> _Text excerpt_:
Good. You have the math to back up my statement! ;)

I was a history major; give me a simple, verbal explanation and I'll get it. You won't get far w/ me proving your answer w/ math!

Ohm's Law is the extent of my higher math.
75 Tips
 
The theory is always simplified and averaged so we can discuss it with reasonable intent. In actuality, entropy and other environmental factors can create changes in the system that are generally considered unmeasurable, so your statement is being considered in the simplified form assuming all external factors are equal in the system. Air temp is consistent, it doesn't start raining half way through the flow period, a leak in the system doesn't occur, etc. , etc.

BTW, i didn't really do that well in my electrical classes, even though they tried to equate it to mechanical systems....oh well. They've kept the N series electronics pretty simple.
 
Yea, I'm pretty current on the Kettering ignition system......first developed in 1911! ;)

> _Exercise data_:
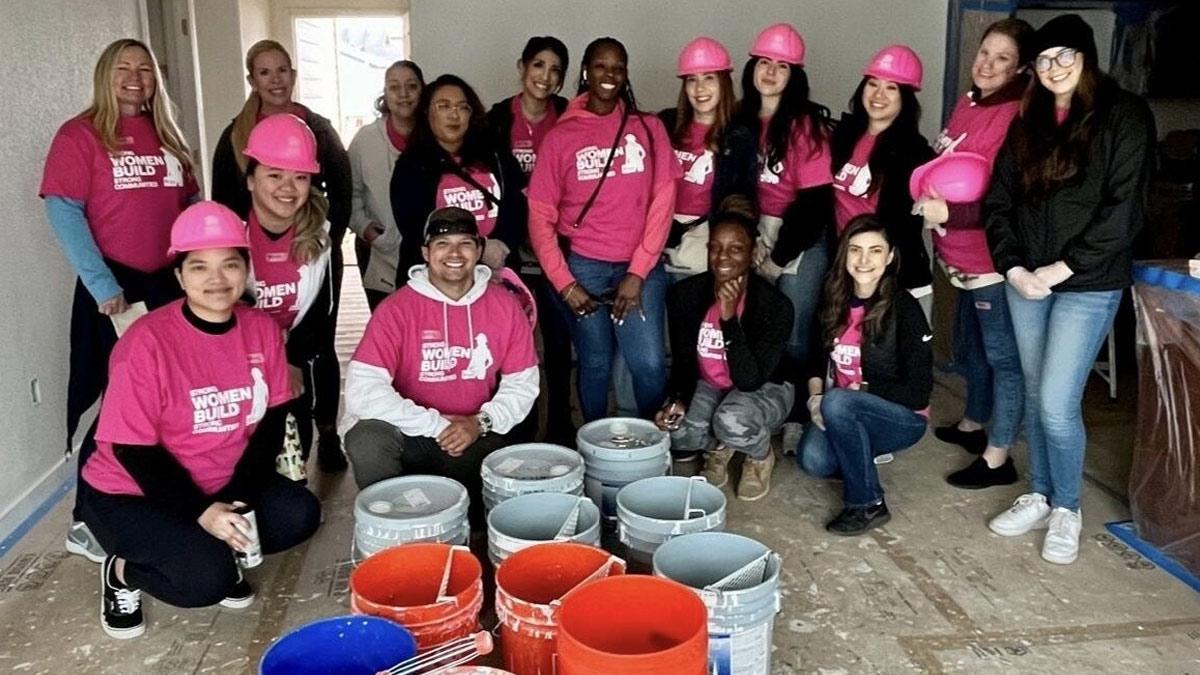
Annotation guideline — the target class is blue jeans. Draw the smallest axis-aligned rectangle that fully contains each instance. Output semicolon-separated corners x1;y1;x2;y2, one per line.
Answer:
954;282;1025;449
796;389;929;508
558;253;667;422
1006;285;1121;510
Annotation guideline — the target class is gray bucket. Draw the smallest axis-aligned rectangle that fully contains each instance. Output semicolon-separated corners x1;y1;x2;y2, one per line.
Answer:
575;417;671;525
353;476;470;558
617;476;725;569
487;492;600;565
479;443;583;510
654;532;781;675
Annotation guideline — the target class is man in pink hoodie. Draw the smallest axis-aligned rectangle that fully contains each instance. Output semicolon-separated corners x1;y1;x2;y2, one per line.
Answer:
341;207;538;525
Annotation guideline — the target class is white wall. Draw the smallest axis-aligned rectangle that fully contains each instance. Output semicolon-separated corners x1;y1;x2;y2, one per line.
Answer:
409;0;947;137
0;0;142;523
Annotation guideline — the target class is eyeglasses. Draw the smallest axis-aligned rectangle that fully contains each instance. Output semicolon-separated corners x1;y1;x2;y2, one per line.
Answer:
433;101;470;118
1033;48;1079;72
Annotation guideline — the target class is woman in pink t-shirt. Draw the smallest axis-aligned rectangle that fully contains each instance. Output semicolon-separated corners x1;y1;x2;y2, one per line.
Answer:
245;114;346;472
79;202;320;639
797;214;934;536
38;38;199;562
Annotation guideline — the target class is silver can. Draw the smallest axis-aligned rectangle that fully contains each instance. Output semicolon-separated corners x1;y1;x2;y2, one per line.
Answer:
234;506;263;569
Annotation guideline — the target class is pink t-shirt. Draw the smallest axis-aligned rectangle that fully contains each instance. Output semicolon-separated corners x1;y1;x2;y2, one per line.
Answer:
434;167;500;237
758;119;833;217
38;115;199;271
246;209;300;330
674;121;714;216
83;300;292;495
509;95;558;175
833;133;880;229
829;305;866;389
529;96;682;263
353;283;538;414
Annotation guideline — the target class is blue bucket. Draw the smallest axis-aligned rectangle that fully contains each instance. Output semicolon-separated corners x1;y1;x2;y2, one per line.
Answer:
258;616;416;675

> _Exercise_:
Please continue the forum discussion about Ohm's Law and ignition systems from where it stops, not the data.

> _Result below_:
At a cruise-in last year, I parked my 29 Ford next to a new Camaro, both cars with hoods up. We took turns pointing to stuff on the engines saying " WTF is that?" !

He showed me the coil-on-plug set up on his engine and I swear he didn't believe me when I said a Model T had the thing.
 
That's an old wives tale that simply isn't true. There are hundreds of old tractors that have had the T-stat removed and cooling system works just fine.
 

it also seems to me that the longer the water spends cooling in the radiator, the longer it spends heating up in the head.
 
(quoted from post at 15:57:30 08/25/20) Now that's funny. What goes around comes around!

Only problem is the coolant is not flowing like it should...

I am about to remachine the water pump to closer tolerances and perhaps increase the flow. Lot of clearance in the pump vanes and the housing.
 
The only time I ever had one of my 8n's ejecting steam from the radiator, the problem was the fan belt was a bit loose!.
 
(quoted from post at 17:57:17 08/25/20)
(quoted from post at 15:57:30 08/25/20) Now that's funny. What goes around comes around!

Only problem is the coolant is not flowing like it should...

I am about to remachine the water pump to closer tolerances and perhaps increase the flow. Lot of clearance in the pump vanes and the housing.

Have you checked to see if the impeller or pulley is slipping on the shaft?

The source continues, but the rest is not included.